_Given data_

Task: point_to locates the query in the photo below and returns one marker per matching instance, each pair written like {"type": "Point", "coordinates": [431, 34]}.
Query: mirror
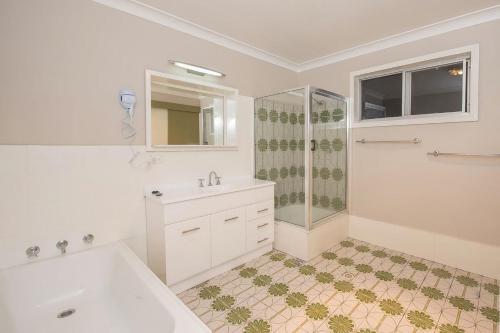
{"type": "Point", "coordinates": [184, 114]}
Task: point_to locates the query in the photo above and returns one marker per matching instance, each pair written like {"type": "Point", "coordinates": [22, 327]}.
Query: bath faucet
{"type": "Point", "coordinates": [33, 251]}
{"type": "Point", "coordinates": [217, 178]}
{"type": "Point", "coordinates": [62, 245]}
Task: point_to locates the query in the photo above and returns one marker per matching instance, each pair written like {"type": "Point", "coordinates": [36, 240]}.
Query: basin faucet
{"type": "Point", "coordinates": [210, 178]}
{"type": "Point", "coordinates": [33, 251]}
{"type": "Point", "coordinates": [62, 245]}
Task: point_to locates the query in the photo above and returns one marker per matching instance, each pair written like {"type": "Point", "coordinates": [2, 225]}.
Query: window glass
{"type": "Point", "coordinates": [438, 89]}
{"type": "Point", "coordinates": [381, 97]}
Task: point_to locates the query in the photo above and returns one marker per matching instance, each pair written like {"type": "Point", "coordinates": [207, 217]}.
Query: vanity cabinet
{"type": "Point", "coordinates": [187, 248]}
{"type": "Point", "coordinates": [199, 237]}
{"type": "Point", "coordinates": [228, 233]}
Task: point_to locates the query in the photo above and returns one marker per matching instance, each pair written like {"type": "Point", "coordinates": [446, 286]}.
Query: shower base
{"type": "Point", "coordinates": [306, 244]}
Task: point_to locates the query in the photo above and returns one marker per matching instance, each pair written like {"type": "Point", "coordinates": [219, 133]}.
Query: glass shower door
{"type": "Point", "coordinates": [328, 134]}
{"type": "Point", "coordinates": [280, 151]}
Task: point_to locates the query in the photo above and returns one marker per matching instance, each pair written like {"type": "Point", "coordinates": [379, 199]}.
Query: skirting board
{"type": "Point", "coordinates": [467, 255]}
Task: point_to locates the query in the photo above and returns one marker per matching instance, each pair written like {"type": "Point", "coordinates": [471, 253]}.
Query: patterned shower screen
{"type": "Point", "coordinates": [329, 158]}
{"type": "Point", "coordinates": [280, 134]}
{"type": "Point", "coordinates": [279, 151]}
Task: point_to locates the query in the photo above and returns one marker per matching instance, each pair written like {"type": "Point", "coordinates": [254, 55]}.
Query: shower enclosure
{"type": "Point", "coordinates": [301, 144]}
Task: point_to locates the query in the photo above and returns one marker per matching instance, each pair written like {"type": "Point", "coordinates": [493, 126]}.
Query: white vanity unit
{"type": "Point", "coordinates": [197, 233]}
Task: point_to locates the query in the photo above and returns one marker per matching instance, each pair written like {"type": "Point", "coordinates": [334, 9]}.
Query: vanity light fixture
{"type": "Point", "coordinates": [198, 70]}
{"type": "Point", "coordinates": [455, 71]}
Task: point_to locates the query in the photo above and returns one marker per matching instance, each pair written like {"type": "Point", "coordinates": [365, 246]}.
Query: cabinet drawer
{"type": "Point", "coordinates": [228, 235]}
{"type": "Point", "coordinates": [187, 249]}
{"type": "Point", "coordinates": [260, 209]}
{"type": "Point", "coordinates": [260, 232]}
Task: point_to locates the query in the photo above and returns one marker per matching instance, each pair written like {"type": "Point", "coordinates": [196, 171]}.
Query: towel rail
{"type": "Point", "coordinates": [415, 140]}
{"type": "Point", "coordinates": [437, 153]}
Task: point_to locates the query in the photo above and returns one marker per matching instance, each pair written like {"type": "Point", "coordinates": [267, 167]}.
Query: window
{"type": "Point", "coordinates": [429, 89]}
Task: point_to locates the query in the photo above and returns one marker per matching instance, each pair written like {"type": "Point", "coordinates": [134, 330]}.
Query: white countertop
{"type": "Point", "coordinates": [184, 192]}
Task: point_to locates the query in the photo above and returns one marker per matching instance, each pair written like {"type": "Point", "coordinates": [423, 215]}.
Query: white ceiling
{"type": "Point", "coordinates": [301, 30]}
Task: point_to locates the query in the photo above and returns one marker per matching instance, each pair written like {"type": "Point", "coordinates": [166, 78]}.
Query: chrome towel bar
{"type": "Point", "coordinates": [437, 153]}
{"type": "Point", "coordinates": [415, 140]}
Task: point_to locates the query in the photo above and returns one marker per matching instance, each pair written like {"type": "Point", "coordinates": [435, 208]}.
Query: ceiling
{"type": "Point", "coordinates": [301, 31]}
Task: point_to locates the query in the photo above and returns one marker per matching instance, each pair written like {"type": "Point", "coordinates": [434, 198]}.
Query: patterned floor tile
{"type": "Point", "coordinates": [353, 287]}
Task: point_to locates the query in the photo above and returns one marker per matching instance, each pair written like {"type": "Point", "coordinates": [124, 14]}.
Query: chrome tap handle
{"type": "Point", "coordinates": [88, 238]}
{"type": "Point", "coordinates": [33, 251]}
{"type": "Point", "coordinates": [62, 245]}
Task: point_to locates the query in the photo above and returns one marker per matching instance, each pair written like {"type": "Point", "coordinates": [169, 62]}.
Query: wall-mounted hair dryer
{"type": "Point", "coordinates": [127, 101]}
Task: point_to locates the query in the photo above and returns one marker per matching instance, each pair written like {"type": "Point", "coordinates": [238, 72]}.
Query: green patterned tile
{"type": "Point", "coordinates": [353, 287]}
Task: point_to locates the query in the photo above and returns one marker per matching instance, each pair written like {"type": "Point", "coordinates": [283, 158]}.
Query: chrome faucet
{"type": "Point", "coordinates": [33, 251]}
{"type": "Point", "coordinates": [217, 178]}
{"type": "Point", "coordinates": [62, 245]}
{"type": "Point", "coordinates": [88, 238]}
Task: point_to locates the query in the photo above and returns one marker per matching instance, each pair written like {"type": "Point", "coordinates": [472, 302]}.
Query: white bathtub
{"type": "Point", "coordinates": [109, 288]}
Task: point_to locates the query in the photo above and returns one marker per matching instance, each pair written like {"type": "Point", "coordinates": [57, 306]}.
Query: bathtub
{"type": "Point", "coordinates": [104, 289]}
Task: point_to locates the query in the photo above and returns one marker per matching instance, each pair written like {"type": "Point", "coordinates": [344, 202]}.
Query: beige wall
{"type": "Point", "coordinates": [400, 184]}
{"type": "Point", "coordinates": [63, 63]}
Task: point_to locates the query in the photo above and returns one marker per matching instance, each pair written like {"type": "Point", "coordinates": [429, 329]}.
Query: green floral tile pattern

_Work task_
Without the pictures, restate each entry exactly.

_Solution_
Task: point_to locates the query in the photo below and returns one marker per matching instance, each pair written like {"type": "Point", "coordinates": [431, 34]}.
Query: mirror
{"type": "Point", "coordinates": [184, 114]}
Task: point_to locates the query in the photo above and returns one marker per matching instance, each pair written like {"type": "Point", "coordinates": [22, 327]}.
Query: bath faucet
{"type": "Point", "coordinates": [33, 251]}
{"type": "Point", "coordinates": [217, 178]}
{"type": "Point", "coordinates": [62, 245]}
Task: point_to locates the query in the photo above and returns one marker per matching instance, each pair written like {"type": "Point", "coordinates": [36, 240]}.
Query: basin faucet
{"type": "Point", "coordinates": [210, 178]}
{"type": "Point", "coordinates": [33, 251]}
{"type": "Point", "coordinates": [62, 245]}
Task: point_to locates the query in the photo above and returns one marker per matching instance, each pair written like {"type": "Point", "coordinates": [2, 225]}.
Query: window glass
{"type": "Point", "coordinates": [438, 89]}
{"type": "Point", "coordinates": [381, 97]}
Task: point_to locates the query in the photo above and returns one marker per matching instance, each pair written like {"type": "Point", "coordinates": [207, 217]}.
Query: vanity cabinet
{"type": "Point", "coordinates": [187, 248]}
{"type": "Point", "coordinates": [199, 237]}
{"type": "Point", "coordinates": [228, 233]}
Task: point_to locates the query in the photo above and returns one marker per matching instance, each pair written like {"type": "Point", "coordinates": [446, 286]}.
Query: shower base
{"type": "Point", "coordinates": [306, 244]}
Task: point_to locates the query in the photo above and returns one marker per matching instance, each pair written like {"type": "Point", "coordinates": [219, 133]}.
Query: glass shower door
{"type": "Point", "coordinates": [328, 134]}
{"type": "Point", "coordinates": [280, 151]}
Task: point_to locates the query in the photo above and returns one marker per matching instance, each pair written like {"type": "Point", "coordinates": [379, 199]}.
Query: skirting board
{"type": "Point", "coordinates": [467, 255]}
Task: point_to locates the query in the photo above and returns one marker per matching instance, each pair written like {"type": "Point", "coordinates": [471, 253]}.
Query: patterned shower screen
{"type": "Point", "coordinates": [329, 158]}
{"type": "Point", "coordinates": [280, 134]}
{"type": "Point", "coordinates": [279, 151]}
Task: point_to locates the query in the photo above and returns one marker per matching instance, each pair written like {"type": "Point", "coordinates": [254, 55]}.
Query: shower enclosure
{"type": "Point", "coordinates": [301, 144]}
Task: point_to locates the query in the photo above and returns one marker per matching instance, each pair written like {"type": "Point", "coordinates": [493, 126]}.
Query: white vanity unit
{"type": "Point", "coordinates": [197, 233]}
Task: point_to locates the query in the photo above and returns one marker per matching instance, each pair written like {"type": "Point", "coordinates": [334, 9]}.
Query: vanity light fixture
{"type": "Point", "coordinates": [198, 70]}
{"type": "Point", "coordinates": [455, 71]}
Task: point_to locates the query in the photo above and returns one marker per matching instance, each pair written like {"type": "Point", "coordinates": [365, 246]}.
Query: cabinet drawer
{"type": "Point", "coordinates": [228, 235]}
{"type": "Point", "coordinates": [187, 249]}
{"type": "Point", "coordinates": [260, 209]}
{"type": "Point", "coordinates": [260, 232]}
Task: point_to locates the query in the photo above and returns one marker per matching instance, each pair written like {"type": "Point", "coordinates": [196, 171]}.
Query: towel rail
{"type": "Point", "coordinates": [415, 140]}
{"type": "Point", "coordinates": [437, 153]}
Task: point_to locates the query in the photo above and returns one marker per matching instance, each pair written like {"type": "Point", "coordinates": [267, 167]}.
Query: window
{"type": "Point", "coordinates": [429, 89]}
Task: point_to locates the query in the photo above and returns one marker per matching instance, each pair written like {"type": "Point", "coordinates": [134, 330]}.
Query: white countertop
{"type": "Point", "coordinates": [184, 192]}
Task: point_to locates the query in the photo above and returns one marker per matching instance, each pair written like {"type": "Point", "coordinates": [423, 215]}.
Query: white ceiling
{"type": "Point", "coordinates": [301, 30]}
Task: point_to locates the query in the photo above and returns one marker per matching instance, each pair written like {"type": "Point", "coordinates": [166, 78]}.
Query: chrome towel bar
{"type": "Point", "coordinates": [437, 153]}
{"type": "Point", "coordinates": [415, 140]}
Task: point_to locates the query in the photo above and returns one marker per matching instance, each pair written like {"type": "Point", "coordinates": [435, 208]}.
Query: ceiling
{"type": "Point", "coordinates": [301, 31]}
Task: point_to locates the query in the photo above and returns one marker per matching instance, each pair written like {"type": "Point", "coordinates": [434, 198]}.
Query: patterned floor tile
{"type": "Point", "coordinates": [353, 287]}
Task: point_to locates the query in the photo above and returns one marker per matching instance, each pair written like {"type": "Point", "coordinates": [124, 14]}.
Query: chrome tap handle
{"type": "Point", "coordinates": [88, 238]}
{"type": "Point", "coordinates": [33, 251]}
{"type": "Point", "coordinates": [62, 245]}
Task: point_to locates the query in the photo above and returns one marker per matching instance, each pair written like {"type": "Point", "coordinates": [169, 62]}.
Query: wall-mounted hair dryer
{"type": "Point", "coordinates": [127, 101]}
Task: point_to locates the query in the photo above and returns one marker per matching instance, each pair written like {"type": "Point", "coordinates": [238, 72]}.
Query: green patterned tile
{"type": "Point", "coordinates": [353, 287]}
Task: point_to locates the query in the photo above and returns one marker per matching instance, each pair written like {"type": "Point", "coordinates": [283, 158]}.
Query: chrome faucet
{"type": "Point", "coordinates": [33, 251]}
{"type": "Point", "coordinates": [217, 178]}
{"type": "Point", "coordinates": [62, 245]}
{"type": "Point", "coordinates": [88, 238]}
Task: point_to locates the query in the photo above and returns one marker per matching instance, each pair written like {"type": "Point", "coordinates": [472, 302]}.
Query: white bathtub
{"type": "Point", "coordinates": [109, 288]}
Task: point_to locates the query in the photo above and returns one marker per matching instance, each pair written like {"type": "Point", "coordinates": [57, 306]}.
Query: bathtub
{"type": "Point", "coordinates": [104, 289]}
Task: point_to locates the query in the photo above and returns one marker per matching instance, each pair written like {"type": "Point", "coordinates": [344, 202]}.
Query: beige wall
{"type": "Point", "coordinates": [400, 184]}
{"type": "Point", "coordinates": [63, 63]}
Task: point_to locates the query in the photo above and returns one marker per matching instance, each pair written like {"type": "Point", "coordinates": [429, 329]}.
Query: green floral tile pattern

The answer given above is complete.